» DOCUMENT PASSAGE
GARISSA, Kenya -- As CBS News correspondent Debora Patta arrived Friday in the eastern Kenyan town of Garissa, they passed makeshift tents that had been set up at the local airport. Students fled to the airport during Thursday's massacre at their college by militants from the al Qaeda-linked group al-Shabaab.
The students slept in the tents Thursday night, guarded by soldiers. They were to be taken back to their homes Friday, and they all have a terrifying story to tell.
At least five masked gunmen stormed their campus at Garissa University College at first light on Thursday. People fled in all directions.
Students described how the men marched from room to room demanding to know if those inside were Christian or Muslim - many Christians were shot on the spot.
"I saw the attackers fully covered in some clothes only leaving a slit for their eyes," one student said. "When I saw that, I ran for my life. I got my fellow students together, opened two windows, put chairs down to help us jump out."
Many more were taken hostage.
Patta said Kenya's president Uhuru Kenyatta sent in security forces to try and flush out the gunmen -- all members of al-Shabaab, a group based in neighboring Somali which has claimed responsibility for the killing spree.
A 13-hour siege ensued, with running gun battles heard throughout the day.
At the end of the ordeal, at least 147 students lay dead and more than 70 others were injured and hospitalised. Security has been tightened, but for the students at Garissa University College it came too late.
Patta said the town has been left awash in trauma and tears. One student told her she lay under her bed for all 13 hours, listening to the gunmen shoot students who were unable to recite verses of the Quran.

» DATA UNDER STUDY
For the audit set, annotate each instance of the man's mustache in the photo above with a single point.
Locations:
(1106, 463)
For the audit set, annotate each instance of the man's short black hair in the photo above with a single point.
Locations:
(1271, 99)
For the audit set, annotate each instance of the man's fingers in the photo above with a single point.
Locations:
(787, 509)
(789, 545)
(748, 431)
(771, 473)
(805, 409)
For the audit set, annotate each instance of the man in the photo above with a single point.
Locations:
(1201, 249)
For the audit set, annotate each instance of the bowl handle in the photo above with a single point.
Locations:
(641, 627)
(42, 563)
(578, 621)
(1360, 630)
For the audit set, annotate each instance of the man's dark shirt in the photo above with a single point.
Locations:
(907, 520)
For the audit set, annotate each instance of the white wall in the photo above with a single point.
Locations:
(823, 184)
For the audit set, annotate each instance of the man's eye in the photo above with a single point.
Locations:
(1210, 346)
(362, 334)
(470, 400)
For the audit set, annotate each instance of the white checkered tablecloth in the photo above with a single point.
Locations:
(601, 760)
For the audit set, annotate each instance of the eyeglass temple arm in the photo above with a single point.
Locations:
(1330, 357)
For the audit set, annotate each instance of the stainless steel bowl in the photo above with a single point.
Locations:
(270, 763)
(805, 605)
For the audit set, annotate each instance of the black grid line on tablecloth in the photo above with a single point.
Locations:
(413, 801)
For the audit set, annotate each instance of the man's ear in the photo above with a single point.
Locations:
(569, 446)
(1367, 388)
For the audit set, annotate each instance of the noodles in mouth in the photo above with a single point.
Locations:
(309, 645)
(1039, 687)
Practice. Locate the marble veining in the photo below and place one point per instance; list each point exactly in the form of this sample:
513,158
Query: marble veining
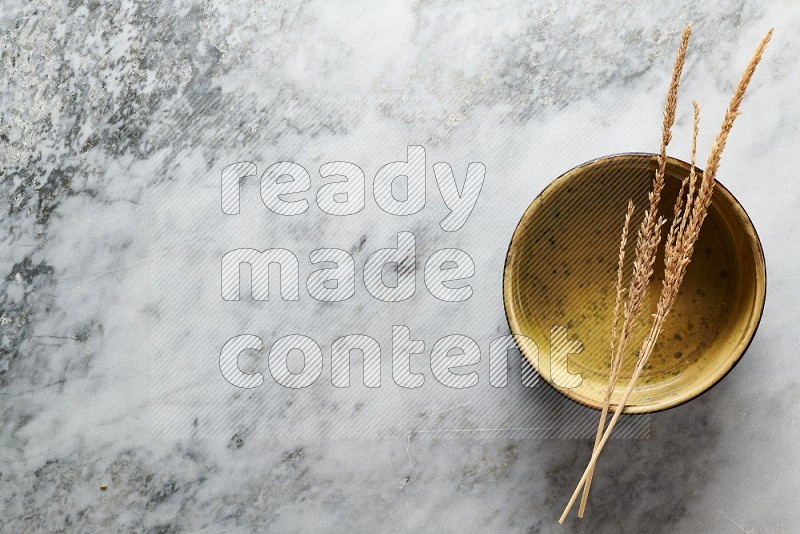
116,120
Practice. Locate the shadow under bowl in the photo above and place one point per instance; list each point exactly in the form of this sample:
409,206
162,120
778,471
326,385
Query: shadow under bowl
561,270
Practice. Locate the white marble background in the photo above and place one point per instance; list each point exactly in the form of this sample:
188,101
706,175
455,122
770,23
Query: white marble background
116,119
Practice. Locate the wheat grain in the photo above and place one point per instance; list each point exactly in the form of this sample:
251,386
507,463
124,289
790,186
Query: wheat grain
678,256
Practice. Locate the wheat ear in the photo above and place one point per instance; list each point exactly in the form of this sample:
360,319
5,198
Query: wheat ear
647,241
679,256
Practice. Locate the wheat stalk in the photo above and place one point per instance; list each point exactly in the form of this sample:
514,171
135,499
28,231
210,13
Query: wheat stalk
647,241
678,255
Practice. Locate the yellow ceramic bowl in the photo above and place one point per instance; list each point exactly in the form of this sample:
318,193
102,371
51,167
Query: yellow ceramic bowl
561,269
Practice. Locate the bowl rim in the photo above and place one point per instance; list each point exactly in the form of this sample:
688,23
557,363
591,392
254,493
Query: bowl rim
---
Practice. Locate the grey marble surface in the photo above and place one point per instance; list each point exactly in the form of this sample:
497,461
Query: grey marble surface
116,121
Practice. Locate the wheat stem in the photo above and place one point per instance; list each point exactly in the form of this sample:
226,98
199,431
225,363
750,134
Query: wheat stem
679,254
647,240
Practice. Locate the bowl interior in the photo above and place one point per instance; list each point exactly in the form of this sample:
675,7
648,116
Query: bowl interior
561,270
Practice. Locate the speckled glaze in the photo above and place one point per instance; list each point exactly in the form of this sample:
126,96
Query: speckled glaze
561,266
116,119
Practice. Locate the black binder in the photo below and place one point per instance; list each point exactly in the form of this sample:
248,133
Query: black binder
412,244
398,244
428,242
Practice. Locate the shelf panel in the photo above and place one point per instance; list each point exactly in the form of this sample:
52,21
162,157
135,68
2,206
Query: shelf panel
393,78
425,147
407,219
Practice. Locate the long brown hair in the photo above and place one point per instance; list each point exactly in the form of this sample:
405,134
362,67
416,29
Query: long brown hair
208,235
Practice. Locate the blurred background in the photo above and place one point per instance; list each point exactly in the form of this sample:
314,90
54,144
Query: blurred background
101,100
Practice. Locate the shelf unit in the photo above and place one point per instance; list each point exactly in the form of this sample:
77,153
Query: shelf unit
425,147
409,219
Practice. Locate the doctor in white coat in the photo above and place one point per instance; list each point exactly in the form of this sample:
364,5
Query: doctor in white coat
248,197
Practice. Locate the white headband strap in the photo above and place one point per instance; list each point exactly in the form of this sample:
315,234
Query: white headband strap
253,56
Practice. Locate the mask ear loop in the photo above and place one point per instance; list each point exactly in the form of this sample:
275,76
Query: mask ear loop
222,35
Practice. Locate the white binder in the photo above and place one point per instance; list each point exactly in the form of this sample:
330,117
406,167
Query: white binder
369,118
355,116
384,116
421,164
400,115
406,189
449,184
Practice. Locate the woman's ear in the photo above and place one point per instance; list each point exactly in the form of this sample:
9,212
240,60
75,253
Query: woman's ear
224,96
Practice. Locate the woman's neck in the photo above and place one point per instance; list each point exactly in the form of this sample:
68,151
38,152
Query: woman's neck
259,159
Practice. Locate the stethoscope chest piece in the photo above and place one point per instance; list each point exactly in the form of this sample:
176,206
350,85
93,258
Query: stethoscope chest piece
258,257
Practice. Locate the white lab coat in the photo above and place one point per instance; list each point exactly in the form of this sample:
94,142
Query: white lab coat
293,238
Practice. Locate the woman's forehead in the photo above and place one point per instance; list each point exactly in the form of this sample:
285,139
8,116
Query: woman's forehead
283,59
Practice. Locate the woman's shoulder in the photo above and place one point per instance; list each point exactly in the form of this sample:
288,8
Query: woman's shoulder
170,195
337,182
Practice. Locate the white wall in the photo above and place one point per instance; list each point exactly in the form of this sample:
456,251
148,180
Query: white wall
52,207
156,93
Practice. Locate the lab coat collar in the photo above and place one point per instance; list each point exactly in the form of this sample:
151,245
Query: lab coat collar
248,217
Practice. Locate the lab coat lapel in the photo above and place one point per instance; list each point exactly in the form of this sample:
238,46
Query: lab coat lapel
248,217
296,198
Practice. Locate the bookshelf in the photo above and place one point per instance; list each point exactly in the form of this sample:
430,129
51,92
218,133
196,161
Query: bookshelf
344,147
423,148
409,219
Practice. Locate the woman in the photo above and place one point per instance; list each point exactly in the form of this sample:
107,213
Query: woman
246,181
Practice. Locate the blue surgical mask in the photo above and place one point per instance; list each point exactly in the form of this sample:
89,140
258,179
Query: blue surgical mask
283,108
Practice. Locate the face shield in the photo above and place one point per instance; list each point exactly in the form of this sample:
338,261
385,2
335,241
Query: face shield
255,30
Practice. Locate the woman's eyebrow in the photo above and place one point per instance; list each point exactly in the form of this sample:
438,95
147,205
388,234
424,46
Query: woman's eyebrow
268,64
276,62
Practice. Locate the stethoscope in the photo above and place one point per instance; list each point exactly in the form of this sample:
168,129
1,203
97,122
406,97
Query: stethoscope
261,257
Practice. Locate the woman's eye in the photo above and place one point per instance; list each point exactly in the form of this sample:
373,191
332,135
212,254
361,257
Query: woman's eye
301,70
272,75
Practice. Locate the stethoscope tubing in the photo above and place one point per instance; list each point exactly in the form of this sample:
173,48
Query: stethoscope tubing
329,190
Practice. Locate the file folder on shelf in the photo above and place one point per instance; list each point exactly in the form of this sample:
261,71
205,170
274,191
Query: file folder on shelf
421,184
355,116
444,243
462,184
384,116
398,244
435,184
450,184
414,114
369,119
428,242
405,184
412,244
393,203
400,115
--
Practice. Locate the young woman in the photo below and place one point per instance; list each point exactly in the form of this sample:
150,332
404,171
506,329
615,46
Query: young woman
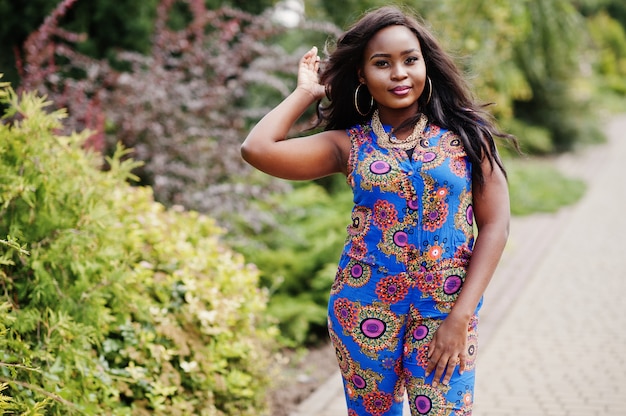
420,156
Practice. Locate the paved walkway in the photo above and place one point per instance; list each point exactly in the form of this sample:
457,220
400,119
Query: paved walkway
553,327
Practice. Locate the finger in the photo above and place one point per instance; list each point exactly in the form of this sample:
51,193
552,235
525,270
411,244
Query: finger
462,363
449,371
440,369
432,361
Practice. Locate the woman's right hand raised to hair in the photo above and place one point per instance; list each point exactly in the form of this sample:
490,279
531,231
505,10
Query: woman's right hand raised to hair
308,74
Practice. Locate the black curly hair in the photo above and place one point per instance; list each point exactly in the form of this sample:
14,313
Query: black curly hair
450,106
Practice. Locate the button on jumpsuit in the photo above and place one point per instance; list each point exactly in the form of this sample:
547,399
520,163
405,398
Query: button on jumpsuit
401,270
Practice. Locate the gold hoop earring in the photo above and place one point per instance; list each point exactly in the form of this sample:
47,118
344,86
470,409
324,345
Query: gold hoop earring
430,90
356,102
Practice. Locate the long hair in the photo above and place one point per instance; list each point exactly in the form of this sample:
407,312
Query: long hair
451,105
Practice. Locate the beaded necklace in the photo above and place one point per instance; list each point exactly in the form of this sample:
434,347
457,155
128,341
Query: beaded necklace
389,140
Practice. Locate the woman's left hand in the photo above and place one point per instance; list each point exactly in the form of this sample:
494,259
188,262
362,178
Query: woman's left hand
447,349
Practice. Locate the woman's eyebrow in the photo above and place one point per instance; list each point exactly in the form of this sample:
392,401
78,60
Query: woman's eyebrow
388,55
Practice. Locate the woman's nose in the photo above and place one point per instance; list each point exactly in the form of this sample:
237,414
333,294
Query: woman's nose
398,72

» WHAT YOU WILL DO
Copy out everything in the Garissa attack report from "At least five" down to "on the spot.", replacing "campus" with "school grounds".

» ANSWER TO THIS TASK
At least five masked gunmen stormed their school grounds at Garissa University College at first light on Thursday. People fled in all directions.
Students described how the men marched from room to room demanding to know if those inside were Christian or Muslim - many Christians were shot on the spot.